> **EXERCISE DETAILS**
Lines from the one containing "Could you help me find the forest canopy" through the last line of the data are to be repeated word for word, both ends included.
─── INFORMATION SHOWN
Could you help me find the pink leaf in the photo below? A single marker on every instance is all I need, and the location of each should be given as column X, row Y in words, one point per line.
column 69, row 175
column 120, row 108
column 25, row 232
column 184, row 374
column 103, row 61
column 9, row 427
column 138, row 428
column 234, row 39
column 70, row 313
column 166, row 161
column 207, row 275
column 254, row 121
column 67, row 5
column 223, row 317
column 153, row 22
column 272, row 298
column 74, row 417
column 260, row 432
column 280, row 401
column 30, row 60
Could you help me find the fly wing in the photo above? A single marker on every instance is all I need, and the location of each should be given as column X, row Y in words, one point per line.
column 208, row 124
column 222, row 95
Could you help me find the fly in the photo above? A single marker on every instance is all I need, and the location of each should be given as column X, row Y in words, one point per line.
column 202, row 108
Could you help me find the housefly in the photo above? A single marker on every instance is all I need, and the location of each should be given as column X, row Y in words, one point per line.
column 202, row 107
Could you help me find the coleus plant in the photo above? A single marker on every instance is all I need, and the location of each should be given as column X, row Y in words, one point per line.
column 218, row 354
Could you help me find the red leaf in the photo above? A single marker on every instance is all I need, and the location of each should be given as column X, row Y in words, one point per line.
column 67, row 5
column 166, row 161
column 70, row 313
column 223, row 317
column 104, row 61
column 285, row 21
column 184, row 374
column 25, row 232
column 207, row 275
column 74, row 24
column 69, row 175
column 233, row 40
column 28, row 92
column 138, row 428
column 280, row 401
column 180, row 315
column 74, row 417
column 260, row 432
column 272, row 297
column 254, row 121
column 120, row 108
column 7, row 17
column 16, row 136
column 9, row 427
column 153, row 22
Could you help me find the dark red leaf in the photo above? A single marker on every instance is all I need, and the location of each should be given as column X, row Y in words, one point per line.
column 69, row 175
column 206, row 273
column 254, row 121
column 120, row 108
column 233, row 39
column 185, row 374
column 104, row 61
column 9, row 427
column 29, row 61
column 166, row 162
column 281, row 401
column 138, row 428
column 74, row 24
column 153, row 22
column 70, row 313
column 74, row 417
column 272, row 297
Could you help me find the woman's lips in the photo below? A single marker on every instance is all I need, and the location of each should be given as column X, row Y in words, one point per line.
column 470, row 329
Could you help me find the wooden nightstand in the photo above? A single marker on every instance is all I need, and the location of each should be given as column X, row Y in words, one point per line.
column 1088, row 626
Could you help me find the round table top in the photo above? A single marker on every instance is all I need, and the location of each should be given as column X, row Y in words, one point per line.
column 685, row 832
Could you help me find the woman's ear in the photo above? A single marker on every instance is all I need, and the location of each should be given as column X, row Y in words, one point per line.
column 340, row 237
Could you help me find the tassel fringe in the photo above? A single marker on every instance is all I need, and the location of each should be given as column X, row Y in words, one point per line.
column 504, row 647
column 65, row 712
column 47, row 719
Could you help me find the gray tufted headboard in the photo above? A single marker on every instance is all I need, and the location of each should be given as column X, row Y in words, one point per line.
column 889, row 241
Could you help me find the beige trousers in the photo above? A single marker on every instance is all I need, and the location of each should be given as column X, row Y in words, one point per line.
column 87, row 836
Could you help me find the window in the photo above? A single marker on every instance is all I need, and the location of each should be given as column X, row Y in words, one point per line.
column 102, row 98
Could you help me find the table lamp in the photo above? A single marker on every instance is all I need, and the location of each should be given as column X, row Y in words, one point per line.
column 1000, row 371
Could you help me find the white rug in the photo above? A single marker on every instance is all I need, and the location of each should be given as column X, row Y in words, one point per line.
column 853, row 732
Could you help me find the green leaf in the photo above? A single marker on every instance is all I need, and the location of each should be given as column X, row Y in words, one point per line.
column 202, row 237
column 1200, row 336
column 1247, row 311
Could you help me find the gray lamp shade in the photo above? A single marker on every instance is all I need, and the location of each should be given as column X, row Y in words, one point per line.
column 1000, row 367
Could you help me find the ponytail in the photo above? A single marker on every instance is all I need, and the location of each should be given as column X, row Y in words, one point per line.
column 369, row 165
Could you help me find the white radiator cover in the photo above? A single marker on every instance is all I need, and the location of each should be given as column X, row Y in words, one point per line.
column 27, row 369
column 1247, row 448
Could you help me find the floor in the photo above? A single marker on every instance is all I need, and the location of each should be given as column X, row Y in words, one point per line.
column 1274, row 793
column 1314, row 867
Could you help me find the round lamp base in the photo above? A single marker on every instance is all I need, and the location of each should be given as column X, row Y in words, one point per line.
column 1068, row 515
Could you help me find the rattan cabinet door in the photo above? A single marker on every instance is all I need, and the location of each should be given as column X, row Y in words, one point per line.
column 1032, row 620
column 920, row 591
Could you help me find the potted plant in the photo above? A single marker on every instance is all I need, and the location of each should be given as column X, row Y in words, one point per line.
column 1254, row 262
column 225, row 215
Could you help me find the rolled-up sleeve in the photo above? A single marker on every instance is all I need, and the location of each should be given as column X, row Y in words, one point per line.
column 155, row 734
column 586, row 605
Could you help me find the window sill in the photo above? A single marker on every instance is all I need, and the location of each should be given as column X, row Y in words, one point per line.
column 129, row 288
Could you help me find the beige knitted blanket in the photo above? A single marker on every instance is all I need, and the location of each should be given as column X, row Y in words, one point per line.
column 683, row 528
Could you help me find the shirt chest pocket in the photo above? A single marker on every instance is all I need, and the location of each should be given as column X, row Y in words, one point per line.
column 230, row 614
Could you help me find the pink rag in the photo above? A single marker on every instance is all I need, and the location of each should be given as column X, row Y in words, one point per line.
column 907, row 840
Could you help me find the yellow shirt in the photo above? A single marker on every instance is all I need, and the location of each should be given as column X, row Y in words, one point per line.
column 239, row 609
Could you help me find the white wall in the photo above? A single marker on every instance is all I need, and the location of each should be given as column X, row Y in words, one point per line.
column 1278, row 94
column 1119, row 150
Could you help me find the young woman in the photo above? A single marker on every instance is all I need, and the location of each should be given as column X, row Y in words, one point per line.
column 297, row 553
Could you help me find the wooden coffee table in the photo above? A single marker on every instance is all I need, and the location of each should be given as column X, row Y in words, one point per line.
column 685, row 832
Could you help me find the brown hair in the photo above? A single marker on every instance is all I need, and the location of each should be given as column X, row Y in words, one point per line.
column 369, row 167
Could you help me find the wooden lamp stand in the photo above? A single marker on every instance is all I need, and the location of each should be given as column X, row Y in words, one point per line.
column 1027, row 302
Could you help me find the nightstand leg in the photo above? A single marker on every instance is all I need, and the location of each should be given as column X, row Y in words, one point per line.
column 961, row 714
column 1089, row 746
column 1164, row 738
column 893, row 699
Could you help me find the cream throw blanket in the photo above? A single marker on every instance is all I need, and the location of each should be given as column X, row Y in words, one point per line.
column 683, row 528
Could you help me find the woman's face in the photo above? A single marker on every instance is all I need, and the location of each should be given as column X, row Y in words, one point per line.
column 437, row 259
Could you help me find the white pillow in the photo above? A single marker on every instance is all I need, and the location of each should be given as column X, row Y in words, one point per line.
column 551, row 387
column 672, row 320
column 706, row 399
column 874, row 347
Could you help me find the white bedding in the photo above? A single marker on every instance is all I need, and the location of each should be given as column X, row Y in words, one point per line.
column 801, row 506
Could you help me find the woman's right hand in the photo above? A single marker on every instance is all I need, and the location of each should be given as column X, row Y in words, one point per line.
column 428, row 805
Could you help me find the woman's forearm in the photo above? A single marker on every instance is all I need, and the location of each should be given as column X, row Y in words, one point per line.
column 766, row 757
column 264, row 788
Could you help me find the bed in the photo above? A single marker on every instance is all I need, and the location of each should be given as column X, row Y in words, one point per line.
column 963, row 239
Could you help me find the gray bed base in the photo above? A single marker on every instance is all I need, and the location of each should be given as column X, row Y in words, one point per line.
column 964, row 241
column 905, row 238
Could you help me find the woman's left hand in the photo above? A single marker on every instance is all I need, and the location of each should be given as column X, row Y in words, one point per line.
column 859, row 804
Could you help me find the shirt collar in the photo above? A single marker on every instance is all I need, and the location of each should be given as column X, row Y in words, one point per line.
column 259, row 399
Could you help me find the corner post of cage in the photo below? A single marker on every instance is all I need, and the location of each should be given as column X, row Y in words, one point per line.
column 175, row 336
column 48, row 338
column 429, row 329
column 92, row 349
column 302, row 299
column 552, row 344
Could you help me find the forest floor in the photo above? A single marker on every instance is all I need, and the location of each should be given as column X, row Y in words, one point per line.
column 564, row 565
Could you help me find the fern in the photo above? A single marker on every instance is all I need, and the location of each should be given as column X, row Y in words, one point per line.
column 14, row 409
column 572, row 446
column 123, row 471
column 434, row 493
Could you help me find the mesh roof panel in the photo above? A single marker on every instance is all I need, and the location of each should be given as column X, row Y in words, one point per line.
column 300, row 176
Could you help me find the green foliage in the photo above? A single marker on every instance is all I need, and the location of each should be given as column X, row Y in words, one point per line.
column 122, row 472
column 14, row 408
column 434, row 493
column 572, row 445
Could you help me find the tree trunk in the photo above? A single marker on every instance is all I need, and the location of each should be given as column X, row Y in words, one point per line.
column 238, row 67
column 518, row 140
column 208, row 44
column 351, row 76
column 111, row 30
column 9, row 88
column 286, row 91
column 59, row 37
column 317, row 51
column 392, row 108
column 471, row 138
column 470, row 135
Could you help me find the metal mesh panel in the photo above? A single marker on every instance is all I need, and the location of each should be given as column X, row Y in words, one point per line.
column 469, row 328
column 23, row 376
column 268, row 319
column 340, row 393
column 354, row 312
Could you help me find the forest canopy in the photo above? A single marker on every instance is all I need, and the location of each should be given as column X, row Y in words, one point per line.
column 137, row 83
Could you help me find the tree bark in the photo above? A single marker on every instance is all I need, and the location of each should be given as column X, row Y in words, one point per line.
──────
> **ANSWER TO THIS TASK**
Could you help me find the forest canopy in the photo above? A single marker on every instance is all I need, and the location of each should be given as column X, row Y in words, one point per line.
column 137, row 83
Could you help me find the tree bark in the photo above? A single marker on every instance is all I need, and the location of each should be given as column X, row Y in words, one point per line.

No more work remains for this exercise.